[Section of a data file]
•••

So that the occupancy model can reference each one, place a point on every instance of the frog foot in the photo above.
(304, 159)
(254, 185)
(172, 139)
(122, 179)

•••

Problem
Write out every line of the entries above again, requests included, and add 147 to each coordinate number in the answers.

Correct output
So that the occupancy model can reference each one, place a point on every instance of the frog foot in the photo above.
(451, 306)
(401, 332)
(319, 286)
(269, 326)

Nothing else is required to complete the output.